▶ **RECORDS SUPPLIED**

+--

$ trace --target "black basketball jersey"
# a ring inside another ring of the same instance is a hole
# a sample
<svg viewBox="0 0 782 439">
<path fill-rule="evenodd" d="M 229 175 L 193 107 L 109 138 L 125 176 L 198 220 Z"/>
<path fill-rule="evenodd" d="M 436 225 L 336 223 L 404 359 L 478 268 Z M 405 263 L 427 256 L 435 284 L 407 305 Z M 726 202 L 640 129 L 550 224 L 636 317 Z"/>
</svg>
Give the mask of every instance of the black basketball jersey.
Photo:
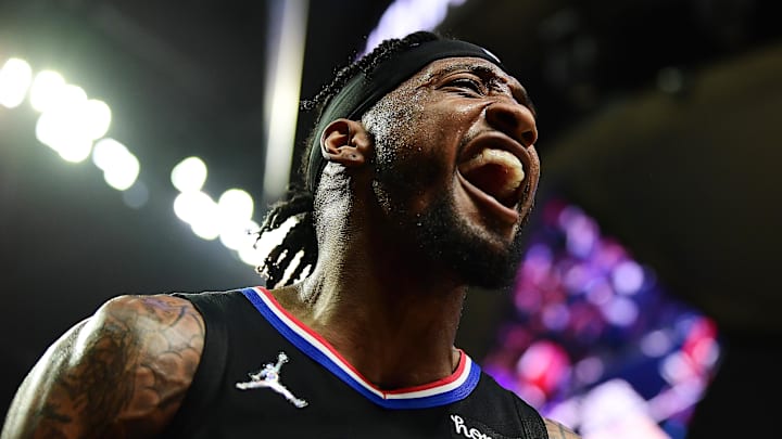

+--

Rewrite the entries with "basketball jersey" changed to "team uniform top" wherever it occurs, keeping every other line identical and omitting the pictures.

$ trace --target "black team uniform top"
# a ring inside another ring of the same instance is a hole
# a sample
<svg viewBox="0 0 782 439">
<path fill-rule="evenodd" d="M 229 175 L 193 107 L 109 138 L 125 176 L 198 220 Z"/>
<path fill-rule="evenodd" d="M 436 225 L 336 223 L 404 359 L 478 268 Z M 405 263 L 427 256 L 435 284 L 407 305 Z M 726 202 L 640 129 L 550 224 L 636 317 Z"/>
</svg>
Give the mask of every instance of the black team uniform top.
Photo:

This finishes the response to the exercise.